- _Written task_
Render every line of the records below as a Markdown table, leaving out blank lines, with the row number in a column headed "Row" and the line itself in a column headed "Line".

--- BEGIN ---

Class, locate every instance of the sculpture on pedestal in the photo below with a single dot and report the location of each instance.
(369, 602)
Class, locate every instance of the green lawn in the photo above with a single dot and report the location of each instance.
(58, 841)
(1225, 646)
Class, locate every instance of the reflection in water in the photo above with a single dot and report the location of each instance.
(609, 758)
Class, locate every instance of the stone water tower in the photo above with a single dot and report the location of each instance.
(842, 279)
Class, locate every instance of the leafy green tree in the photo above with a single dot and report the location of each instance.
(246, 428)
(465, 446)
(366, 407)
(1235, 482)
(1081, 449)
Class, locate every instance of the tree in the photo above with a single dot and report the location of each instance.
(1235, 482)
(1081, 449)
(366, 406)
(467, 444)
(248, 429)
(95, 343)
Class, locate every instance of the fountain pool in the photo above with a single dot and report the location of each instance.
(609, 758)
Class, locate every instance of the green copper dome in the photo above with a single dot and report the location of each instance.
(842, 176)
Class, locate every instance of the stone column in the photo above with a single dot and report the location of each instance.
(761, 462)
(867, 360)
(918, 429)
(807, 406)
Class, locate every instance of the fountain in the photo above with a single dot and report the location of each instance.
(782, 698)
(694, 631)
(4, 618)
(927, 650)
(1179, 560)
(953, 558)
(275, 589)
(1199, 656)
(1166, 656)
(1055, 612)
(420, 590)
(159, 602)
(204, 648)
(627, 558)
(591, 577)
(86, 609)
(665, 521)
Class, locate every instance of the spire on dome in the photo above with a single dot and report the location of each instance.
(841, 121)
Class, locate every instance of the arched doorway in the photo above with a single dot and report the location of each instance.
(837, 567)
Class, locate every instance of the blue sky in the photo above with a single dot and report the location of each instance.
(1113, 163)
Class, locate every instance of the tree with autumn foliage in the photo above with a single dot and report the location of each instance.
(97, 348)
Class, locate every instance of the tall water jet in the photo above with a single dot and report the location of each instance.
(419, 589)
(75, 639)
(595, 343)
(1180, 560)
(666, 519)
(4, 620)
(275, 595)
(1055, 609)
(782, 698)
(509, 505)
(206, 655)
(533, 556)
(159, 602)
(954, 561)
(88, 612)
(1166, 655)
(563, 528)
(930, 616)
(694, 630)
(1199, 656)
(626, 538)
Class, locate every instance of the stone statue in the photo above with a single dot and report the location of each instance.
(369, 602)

--- END ---

- _Task response_
| Row | Line |
|---|---|
| 1 | Class, locate every instance of the sculpture on pedestal in the photo below with a single dot and report the location of each instance. |
| 2 | (369, 602) |
| 3 | Class, locate every instance of the green lawn in the photo above with a single dot and report the location of each instance. |
| 4 | (58, 841) |
| 5 | (1225, 646) |
| 6 | Class, locate every instance of the reflection in water in the photo above with a single dot and report the location of each instance. |
| 7 | (609, 758) |
| 8 | Class, locate every instance of the stone water tower in the photo above with a single dot and report the location of each instance. |
| 9 | (842, 279) |
| 10 | Class, locate every instance of the leafy green tree in the photo above with a single dot and report the location of each instance. |
| 11 | (246, 428) |
| 12 | (465, 446) |
| 13 | (366, 407) |
| 14 | (1235, 482) |
| 15 | (1081, 449) |
| 16 | Class, locate every instance of the tree in the photo above with a single dot and report the location of each instance. |
| 17 | (1235, 482) |
| 18 | (1081, 449) |
| 19 | (366, 406) |
| 20 | (467, 444) |
| 21 | (248, 429) |
| 22 | (95, 343) |
| 23 | Class, locate every instance of the fountain pool in the photo above with a single dot and report the location of each instance. |
| 24 | (609, 758) |
| 25 | Class, locate every instance of the green copper dome in the photo above with a single dot and report the location of each instance. |
| 26 | (842, 176) |
| 27 | Class, locate every instance of the stone column in the photo above with a single dot and report the location of each instance. |
| 28 | (761, 462) |
| 29 | (867, 360) |
| 30 | (918, 429) |
| 31 | (807, 406) |
| 32 | Class, locate every instance of the fountain in the photo above with a single dot and report the location of each instance. |
| 33 | (782, 698) |
| 34 | (694, 631) |
| 35 | (4, 618) |
| 36 | (927, 650) |
| 37 | (1179, 560) |
| 38 | (953, 558) |
| 39 | (275, 589) |
| 40 | (1199, 656) |
| 41 | (1166, 656) |
| 42 | (1055, 612) |
| 43 | (420, 590) |
| 44 | (159, 602) |
| 45 | (204, 648) |
| 46 | (627, 558) |
| 47 | (591, 577) |
| 48 | (86, 609) |
| 49 | (665, 521) |
| 50 | Class, locate every instance of the spire on dome in the photo above with a single dot and report the location of each instance. |
| 51 | (841, 121) |
| 52 | Class, locate every instance of the arched doorway in the photo above with a single dot and report the location of each instance. |
| 53 | (837, 567) |
| 54 | Class, locate every instance of the blue sky in the photo above with a single dot and report the location of each instance. |
| 55 | (1113, 163) |
| 56 | Class, locate every instance of the tree with autumn foliage in the photo above with a single dot and report the location of each instance. |
| 57 | (97, 348) |
| 58 | Class, locate every instance of the tall water jet in the photo above with a single dot and report the location of each instance. |
| 59 | (419, 589) |
| 60 | (75, 639) |
| 61 | (595, 343) |
| 62 | (1180, 560) |
| 63 | (666, 519) |
| 64 | (4, 620) |
| 65 | (275, 595) |
| 66 | (1055, 609) |
| 67 | (782, 698) |
| 68 | (509, 505) |
| 69 | (206, 655) |
| 70 | (533, 556) |
| 71 | (159, 602) |
| 72 | (954, 561) |
| 73 | (88, 612) |
| 74 | (1166, 655) |
| 75 | (563, 528) |
| 76 | (930, 616) |
| 77 | (694, 630) |
| 78 | (1199, 656) |
| 79 | (626, 538) |
| 80 | Class, locate every instance of the stone statue in the photo above with a single dot and report the location of each instance. |
| 81 | (369, 602) |